● Document section
Re: How Do SSDs Wear Out?

From	Paul <nospam@needed.invalid>
Newsgroups	alt.comp.hardware
Subject	Re: How Do SSDs Wear Out?
Date	2025-02-14 03:11 -0500
Organization	A noiseless patient Spider
Message-ID	<vomtr3$3cnqe$1@dont-email.me> (permalink)
References	<XnsB285DDB4AC76FBorisinvalidinvalid@135.181.20.170>

Show all headers | View raw

On Fri, 2/14/2025 12:47 AM, Boris wrote:
> I understand that HDDs can have mechanical failures, but when SSDs came on 
> the scene, I wondered how it is that SSDs 'wear' out.  I've got many 
> machines with HDDs (one is a 20 year old XP box, still working fine) and 
> some with SSDs, none of which have failed.  I've also got many external 
> HDDs, all still good.
> 
> Anyway, I've always heard that SSDs can wear out after many writes.  I 
> started to read about the physical construction of  SSDs, but I ended going 
> down the rabbit hole, reading about wear leveling and, of course trim, but 
> never found anything about *why* a SSD 'wears' out.
> 
> How does a SSD wear out?  And while I'm asking, does the same 'wearing' out 
> occur happen on a USB flash drive?
> 
> Thanks.
> 

The physical cells, the structure at the atomic level, is
damaged by the writes.

Each cell has a "voltage" stored on it. Established by putting
some electrons on a floating gate. The path for this is
quantum mechanically disallowed, and to get the electrons
onto the gate requires tunneling. The electrons will sit
on the gate for up to ten years (retention time estimate, info
on this has not been updated in a long long time so we are left
to guess whether it scales in any way with gate size).

Imagine a capacitor, charged to any voltage between 0.000V and 1.000V.
If we divide the cell voltage into "ranges of voltage", we can
associate values with the voltage. 0.125V = 001, 0.250V = 010, 0.375V = 011
and so on. This requires some fairly careful charging. By dividing
the voltages like this, there isn't a lot of noise margin.

● Required work
Which header fields does the newsgroup post on how SSDs wear out list above its body? Give every field name.

● Data for analysis

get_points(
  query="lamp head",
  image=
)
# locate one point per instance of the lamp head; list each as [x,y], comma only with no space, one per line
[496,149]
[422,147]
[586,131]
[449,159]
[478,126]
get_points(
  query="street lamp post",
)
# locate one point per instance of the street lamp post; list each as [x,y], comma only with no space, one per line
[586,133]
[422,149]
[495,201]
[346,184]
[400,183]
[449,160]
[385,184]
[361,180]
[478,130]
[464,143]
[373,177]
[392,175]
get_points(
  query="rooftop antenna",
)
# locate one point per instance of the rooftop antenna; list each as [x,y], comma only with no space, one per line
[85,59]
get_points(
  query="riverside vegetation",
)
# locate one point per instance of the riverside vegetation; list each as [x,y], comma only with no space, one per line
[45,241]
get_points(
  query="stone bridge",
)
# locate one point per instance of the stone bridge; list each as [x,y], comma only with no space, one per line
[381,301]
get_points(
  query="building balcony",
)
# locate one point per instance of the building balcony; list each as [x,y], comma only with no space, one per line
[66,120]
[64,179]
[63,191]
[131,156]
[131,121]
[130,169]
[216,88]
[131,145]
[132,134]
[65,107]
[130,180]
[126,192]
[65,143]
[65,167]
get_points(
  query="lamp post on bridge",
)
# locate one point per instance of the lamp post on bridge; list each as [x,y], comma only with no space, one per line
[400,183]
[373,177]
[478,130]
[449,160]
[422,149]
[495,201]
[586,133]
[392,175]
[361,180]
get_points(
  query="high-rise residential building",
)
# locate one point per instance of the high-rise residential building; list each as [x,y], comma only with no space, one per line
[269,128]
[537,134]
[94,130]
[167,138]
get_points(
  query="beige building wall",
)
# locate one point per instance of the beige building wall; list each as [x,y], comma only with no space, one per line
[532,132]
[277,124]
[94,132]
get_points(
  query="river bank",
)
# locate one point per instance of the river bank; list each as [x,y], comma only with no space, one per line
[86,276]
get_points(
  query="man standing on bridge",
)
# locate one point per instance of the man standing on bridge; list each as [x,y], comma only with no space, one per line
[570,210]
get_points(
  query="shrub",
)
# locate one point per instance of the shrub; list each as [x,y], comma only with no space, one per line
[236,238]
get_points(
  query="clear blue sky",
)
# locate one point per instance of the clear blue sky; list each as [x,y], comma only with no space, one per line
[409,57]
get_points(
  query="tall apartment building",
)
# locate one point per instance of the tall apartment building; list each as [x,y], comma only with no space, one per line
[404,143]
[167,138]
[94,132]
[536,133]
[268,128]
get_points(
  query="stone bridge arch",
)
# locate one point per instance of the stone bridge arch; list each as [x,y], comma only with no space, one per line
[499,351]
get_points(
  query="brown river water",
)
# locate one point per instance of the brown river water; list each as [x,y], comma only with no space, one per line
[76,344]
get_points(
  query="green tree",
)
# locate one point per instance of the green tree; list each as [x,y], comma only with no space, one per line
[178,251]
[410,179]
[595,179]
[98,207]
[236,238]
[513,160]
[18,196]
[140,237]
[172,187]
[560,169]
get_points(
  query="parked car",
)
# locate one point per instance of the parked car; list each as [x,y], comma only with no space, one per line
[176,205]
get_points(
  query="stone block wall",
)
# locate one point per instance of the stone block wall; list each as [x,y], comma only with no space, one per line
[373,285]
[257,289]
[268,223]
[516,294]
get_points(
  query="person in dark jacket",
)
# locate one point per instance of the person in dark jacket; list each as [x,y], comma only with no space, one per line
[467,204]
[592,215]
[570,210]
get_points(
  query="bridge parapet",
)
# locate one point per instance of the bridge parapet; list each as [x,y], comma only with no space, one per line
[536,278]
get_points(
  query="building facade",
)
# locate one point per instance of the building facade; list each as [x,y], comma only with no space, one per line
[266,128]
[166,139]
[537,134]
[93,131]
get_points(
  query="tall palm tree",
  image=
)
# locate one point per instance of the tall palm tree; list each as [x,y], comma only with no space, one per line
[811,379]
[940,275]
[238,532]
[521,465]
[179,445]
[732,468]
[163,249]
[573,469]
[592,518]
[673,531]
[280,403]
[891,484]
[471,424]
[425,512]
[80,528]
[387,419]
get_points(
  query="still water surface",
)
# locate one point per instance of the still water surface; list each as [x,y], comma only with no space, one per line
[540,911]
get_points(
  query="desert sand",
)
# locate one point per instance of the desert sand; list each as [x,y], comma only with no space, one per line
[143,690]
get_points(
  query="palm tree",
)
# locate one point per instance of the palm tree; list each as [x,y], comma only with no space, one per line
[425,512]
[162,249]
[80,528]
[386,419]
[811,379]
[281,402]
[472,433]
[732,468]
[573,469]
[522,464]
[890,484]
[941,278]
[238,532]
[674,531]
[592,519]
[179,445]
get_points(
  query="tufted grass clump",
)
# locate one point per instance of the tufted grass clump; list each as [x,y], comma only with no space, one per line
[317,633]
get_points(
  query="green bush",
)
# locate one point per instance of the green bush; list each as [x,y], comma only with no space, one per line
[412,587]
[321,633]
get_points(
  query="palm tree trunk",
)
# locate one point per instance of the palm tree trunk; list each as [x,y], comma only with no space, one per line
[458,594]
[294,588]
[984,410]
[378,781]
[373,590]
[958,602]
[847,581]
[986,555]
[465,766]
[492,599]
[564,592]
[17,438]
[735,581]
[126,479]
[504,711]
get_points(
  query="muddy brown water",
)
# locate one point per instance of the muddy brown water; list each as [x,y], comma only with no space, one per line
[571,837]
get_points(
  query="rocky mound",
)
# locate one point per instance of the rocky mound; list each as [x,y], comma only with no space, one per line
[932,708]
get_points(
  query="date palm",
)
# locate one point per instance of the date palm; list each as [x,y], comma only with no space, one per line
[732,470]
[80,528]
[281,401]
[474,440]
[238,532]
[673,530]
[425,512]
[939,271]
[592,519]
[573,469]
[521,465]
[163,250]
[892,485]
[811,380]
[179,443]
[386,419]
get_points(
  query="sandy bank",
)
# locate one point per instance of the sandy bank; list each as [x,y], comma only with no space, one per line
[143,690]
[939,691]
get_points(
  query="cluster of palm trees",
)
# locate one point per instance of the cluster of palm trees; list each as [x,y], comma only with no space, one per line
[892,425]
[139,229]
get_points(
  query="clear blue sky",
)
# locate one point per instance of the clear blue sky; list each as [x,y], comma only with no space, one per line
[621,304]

● Answer box
From, Newsgroups, Subject, Date, Organization, Message-ID, References